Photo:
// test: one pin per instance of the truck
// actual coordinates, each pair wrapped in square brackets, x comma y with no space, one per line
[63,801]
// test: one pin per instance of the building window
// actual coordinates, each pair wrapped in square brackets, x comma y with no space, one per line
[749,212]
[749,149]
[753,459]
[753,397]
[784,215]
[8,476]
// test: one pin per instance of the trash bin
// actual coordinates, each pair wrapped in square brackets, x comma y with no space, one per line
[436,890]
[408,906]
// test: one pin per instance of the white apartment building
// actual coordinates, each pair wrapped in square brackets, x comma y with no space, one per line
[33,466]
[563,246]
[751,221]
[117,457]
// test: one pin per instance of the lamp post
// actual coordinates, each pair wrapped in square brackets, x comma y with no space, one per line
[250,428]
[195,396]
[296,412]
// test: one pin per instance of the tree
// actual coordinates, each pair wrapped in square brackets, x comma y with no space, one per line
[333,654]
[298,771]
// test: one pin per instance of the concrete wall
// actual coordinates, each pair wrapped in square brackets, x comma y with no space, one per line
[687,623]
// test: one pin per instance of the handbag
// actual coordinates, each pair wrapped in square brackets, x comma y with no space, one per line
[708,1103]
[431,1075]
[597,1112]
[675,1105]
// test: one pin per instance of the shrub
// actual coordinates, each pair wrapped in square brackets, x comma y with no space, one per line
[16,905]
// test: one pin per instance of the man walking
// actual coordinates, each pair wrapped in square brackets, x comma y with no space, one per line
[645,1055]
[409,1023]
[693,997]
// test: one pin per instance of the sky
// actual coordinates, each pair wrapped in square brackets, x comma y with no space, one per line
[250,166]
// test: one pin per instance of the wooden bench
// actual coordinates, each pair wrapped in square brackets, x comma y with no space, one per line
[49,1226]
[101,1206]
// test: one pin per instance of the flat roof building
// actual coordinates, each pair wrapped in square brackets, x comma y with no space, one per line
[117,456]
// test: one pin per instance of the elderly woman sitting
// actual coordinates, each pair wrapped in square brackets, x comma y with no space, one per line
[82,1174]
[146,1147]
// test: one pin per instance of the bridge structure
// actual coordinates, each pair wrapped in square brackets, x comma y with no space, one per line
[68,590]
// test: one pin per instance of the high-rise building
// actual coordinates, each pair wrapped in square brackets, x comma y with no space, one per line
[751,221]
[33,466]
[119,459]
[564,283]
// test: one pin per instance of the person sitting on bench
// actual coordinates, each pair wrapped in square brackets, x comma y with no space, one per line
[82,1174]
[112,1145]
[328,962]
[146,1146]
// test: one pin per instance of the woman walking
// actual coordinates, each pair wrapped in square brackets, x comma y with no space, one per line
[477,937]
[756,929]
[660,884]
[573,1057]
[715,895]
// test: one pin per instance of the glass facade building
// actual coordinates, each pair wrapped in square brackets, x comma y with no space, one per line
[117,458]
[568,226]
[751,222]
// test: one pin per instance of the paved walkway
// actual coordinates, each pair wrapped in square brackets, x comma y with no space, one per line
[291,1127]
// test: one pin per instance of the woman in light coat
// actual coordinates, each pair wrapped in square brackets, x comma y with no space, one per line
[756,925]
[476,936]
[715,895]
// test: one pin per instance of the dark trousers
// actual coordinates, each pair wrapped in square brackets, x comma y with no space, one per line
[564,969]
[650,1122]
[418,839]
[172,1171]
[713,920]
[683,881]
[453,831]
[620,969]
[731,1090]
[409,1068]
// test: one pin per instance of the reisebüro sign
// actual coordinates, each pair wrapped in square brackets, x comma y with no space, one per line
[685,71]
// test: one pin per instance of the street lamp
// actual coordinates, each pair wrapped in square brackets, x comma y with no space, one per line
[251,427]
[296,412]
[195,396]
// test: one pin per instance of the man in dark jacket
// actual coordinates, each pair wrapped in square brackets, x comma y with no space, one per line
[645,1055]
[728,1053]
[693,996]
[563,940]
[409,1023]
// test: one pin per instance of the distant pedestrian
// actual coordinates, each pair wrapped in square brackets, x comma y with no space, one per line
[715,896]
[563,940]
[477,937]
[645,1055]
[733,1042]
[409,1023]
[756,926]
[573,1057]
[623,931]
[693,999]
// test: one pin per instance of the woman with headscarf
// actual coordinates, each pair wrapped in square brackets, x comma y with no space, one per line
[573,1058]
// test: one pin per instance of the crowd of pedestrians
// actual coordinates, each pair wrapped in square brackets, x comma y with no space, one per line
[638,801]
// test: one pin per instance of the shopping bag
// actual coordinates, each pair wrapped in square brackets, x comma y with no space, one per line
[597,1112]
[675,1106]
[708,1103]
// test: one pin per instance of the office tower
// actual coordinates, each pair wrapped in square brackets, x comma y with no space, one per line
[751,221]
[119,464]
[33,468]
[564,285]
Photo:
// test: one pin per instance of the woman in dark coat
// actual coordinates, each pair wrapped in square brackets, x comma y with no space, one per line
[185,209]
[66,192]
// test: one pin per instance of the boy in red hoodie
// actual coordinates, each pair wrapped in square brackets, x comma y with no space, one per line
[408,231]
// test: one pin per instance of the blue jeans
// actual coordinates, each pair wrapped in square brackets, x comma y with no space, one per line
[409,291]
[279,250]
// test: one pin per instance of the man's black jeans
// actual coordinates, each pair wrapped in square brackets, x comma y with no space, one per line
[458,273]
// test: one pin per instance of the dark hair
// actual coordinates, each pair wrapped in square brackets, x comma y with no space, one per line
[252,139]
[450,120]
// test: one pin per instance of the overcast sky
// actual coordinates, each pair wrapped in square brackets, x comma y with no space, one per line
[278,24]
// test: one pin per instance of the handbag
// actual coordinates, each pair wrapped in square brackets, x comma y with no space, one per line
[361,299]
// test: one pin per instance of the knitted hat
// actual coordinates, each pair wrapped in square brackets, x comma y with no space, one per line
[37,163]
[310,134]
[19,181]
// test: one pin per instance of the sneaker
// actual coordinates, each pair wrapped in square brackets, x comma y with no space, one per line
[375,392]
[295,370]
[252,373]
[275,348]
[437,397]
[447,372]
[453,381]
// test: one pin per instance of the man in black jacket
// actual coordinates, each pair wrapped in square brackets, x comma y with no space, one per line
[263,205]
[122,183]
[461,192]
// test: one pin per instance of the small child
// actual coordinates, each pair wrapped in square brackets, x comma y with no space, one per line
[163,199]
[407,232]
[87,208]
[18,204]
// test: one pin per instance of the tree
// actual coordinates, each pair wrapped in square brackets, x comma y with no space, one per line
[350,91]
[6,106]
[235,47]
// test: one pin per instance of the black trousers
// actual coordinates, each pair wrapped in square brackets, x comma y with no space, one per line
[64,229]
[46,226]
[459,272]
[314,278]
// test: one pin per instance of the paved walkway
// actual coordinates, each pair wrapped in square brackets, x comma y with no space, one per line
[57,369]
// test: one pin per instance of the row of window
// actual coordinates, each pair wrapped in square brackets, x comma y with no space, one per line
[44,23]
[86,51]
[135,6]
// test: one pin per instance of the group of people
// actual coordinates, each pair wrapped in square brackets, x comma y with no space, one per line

━━━━━━━━━━━━━━━━

# [Stated problem]
The entries above must be returned exactly.

# [Completed task]
Photo:
// test: one pin per instance of the truck
// actual coordinates, each pair wrapped in square brackets, x comma y with no space, one per line
[63,801]
// test: one pin per instance of the building window
// actual coordinates, each pair wrapped in square brackets, x comma y with no space, one per line
[749,212]
[749,149]
[753,459]
[753,397]
[784,215]
[8,476]
// test: one pin per instance of the trash bin
// actual coordinates, each pair wrapped in square brackets, x comma y with no space, one per line
[436,890]
[408,906]
// test: one pin per instance of the white apartment building
// actual coordinates, each pair wrapped in square brackets, x comma y with no space, one per line
[33,466]
[563,246]
[751,221]
[117,457]
// test: one pin per instance of the lamp post
// actual coordinates, each pair wrapped in square brackets, x comma y with no space, one per line
[250,428]
[195,396]
[296,412]
// test: one pin per instance of the tree
// actual coordinates, each pair wrapped in square brackets, x comma y with no space, one per line
[333,654]
[298,771]
// test: one pin per instance of the concrete wall
// actual coordinates, each pair wrapped in square brackets, x comma y with no space, one per line
[687,623]
// test: one pin per instance of the handbag
// actual coordinates, each pair wrapped in square brackets, x comma y with no space, one per line
[708,1103]
[431,1075]
[597,1112]
[675,1105]
// test: one pin per instance of the shrub
// actual coordinates, each pair wrapped in square brackets, x comma y with no space, one per line
[16,905]
// test: one pin per instance of the man walking
// actual coordinates, each pair wrapped in square brackets, x comma y with no space, one per line
[645,1055]
[409,1023]
[693,997]
// test: one pin per instance of the sky
// actual coordinates, each pair wrapped in square brackets, x comma y with no space, one per line
[250,166]
// test: one pin per instance of the wooden bench
// actual coordinates, each pair wrapped in square brackets, x comma y with no space, one per line
[49,1226]
[101,1206]
// test: one pin per instance of the flat roof building
// actual coordinates, each pair wrapped in square brackets, x comma y with no space, one per line
[117,456]
// test: one pin per instance of the elderly woman sitting
// actual coordinates, each pair wrapped in square brackets, x comma y with no space, one per line
[82,1174]
[146,1147]
// test: one pin per instance of the bridge structure
// actual coordinates, each pair wrapped in square brackets, x comma y with no space, one per line
[68,590]
// test: one pin per instance of the high-rise building
// actual coordinates, each pair wrapped in square brackets, x comma y with no space, one per line
[751,221]
[33,466]
[119,459]
[564,283]
// test: one pin per instance of the person sitting on bench
// actual coordinates, each pair wrapped in square brackets, x comma y with no space, one per line
[82,1174]
[112,1145]
[328,962]
[146,1146]
// test: one pin per instance of the woman walking
// actual coordinates, each pair wrapped in square brackets, x comma y with no space, one per line
[477,937]
[756,929]
[660,884]
[573,1057]
[715,895]
// test: one pin per instance of the glass facade building
// actual coordinates, each pair wrapped in square brackets, x comma y with no space, one per line
[117,458]
[568,226]
[751,222]
// test: one pin per instance of the paved walkway
// actual coordinates, each pair wrapped in square brackets, x comma y with no space, one per line
[291,1127]
// test: one pin per instance of the woman in light coat
// actual coordinates, each pair wrapped in square brackets, x comma y with no space, one per line
[756,925]
[476,936]
[715,895]
// test: one pin per instance of the dark trousers
// actual coordinates, each pair wrapped in square brackets, x comma y with no space, one per line
[564,969]
[650,1122]
[418,839]
[172,1171]
[713,920]
[683,881]
[453,831]
[620,969]
[731,1090]
[409,1068]
// test: one pin per instance of the reisebüro sign
// actual coordinates, each pair wrapped in square brackets, x comma y with no space, one per line
[685,71]
// test: one pin per instance of the street lamp
// actual coordinates, each pair wrapped in square brackets, x comma y with no space, one per line
[251,427]
[296,412]
[195,396]
// test: one pin per instance of the man in dark jacket
// actual coordinates, each pair wrapped in square brackets, x comma y with no space, one per line
[645,1055]
[728,1053]
[693,996]
[563,940]
[409,1023]
// test: one pin per instance of the distant pedestrian
// actual coordinates, each pair wrapped in square brackets, x comma y with no space, one per line
[715,896]
[563,940]
[477,937]
[645,1055]
[733,1042]
[409,1023]
[756,926]
[573,1057]
[623,931]
[693,999]
// test: one pin per instance of the woman with headscarf
// actual coordinates, each pair wrapped in square brackets, x comma y with no space, one per line
[573,1058]
// test: one pin per instance of the crowd of pedestrians
// actual coordinates, each pair wrapped in square brackets, x comma y with no space, one per line
[638,801]
// test: one pin per instance of the shopping bag
// actual coordinates, each pair wrapped in square brackets, x comma y with no space, one per line
[597,1112]
[675,1106]
[708,1103]
// test: one pin per instance of the office tower
// actual coordinates, each pair wrapped in square brackets, x comma y with no space, one per line
[751,221]
[119,464]
[33,468]
[564,285]
Photo:
// test: one pin per instance of the woman in dark coat
// actual coordinates, each pair wrapped in square brackets, x comma y with no space, one per line
[185,209]
[66,192]
// test: one pin per instance of the boy in red hoodie
// actual coordinates, each pair wrapped in square brackets, x comma y with no space, one per line
[408,231]
// test: one pin per instance of the blue jeans
// actual coordinates, each pair wrapped in square brackets, x comma y with no space, one per line
[409,291]
[279,250]
// test: one pin per instance of the man's black jeans
// actual coordinates, each pair wrapped in square brackets, x comma y with no space, one per line
[458,273]
// test: one pin per instance of the dark hair
// actual coordinates, each pair wrapped in square brackets, x comma y with no space, one per line
[252,139]
[450,120]
// test: one pin per instance of the overcast sky
// actual coordinates, each pair wrapped in square brackets, x comma y with no space, one per line
[278,24]
// test: one pin per instance of the handbag
// actual coordinates, each pair wrapped in square brackets, x comma y with no space, one per line
[361,299]
// test: one pin per instance of the knitted hat
// actual coordinates, each pair wrapped in square brackets, x comma y with no space, one per line
[37,163]
[310,134]
[19,181]
// test: one pin per instance of the sneaker
// actual coordinates, each pair wrapped in square brackets, x comma y with no space, one per line
[375,392]
[295,370]
[252,373]
[275,348]
[437,397]
[447,372]
[453,381]
// test: one pin per instance of the man in black jacket
// actual coordinates, each pair wrapped in square brackets, x comma y with no space, one per line
[263,205]
[122,183]
[461,192]
// test: one pin per instance of the small child
// actual coordinates, each pair wrapped in square brackets, x comma y with no space, one per line
[163,199]
[407,232]
[87,208]
[18,204]
// test: one pin per instance of the tree
// actual coordinates, each pair wrapped in square brackets, x comma y with no space, one per line
[350,91]
[6,106]
[235,47]
// test: one pin per instance of the black trousers
// actual coordinates, each pair wrapped in square brackets, x comma y with no space, one per line
[64,229]
[46,226]
[459,272]
[314,278]
// test: one pin per instance of the paved walkway
// actual coordinates, each pair wrapped in square brackets, x comma y with no space, one per line
[57,369]
// test: one pin per instance of the row of window
// actual coordinates, each pair wrapped in square brackets, x comma y with no space, one per line
[44,23]
[86,51]
[135,6]
// test: one pin per instance of the group of people
// actual coordinates, each pair wrapped in square brackets, x comma y with no space, one per line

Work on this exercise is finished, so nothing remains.